+++ RECORDS SUPPLIED +++
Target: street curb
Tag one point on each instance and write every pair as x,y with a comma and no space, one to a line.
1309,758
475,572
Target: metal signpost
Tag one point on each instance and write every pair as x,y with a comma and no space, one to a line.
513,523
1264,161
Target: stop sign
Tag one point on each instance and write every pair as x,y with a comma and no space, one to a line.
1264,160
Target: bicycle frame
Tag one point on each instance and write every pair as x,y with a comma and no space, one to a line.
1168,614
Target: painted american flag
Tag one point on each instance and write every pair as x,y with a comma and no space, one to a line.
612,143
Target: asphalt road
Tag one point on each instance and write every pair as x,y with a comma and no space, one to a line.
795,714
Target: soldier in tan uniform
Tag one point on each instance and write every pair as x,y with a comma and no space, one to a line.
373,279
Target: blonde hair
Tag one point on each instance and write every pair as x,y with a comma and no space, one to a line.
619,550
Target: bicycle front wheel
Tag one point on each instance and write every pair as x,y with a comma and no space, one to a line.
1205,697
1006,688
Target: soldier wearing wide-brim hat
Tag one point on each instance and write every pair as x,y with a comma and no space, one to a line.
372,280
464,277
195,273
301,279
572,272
+++
**WORK REQUIRED:** Write out, word for word, the line containing "Target: soldier wearing wide-brim hat" and every line after it to the end of the data above.

**TASK RESPONSE:**
Target: soldier wearing wide-brim hat
Tag one point on each instance and write every pair as x,y with a comma and no space, one to a line.
372,280
464,277
195,273
301,279
572,272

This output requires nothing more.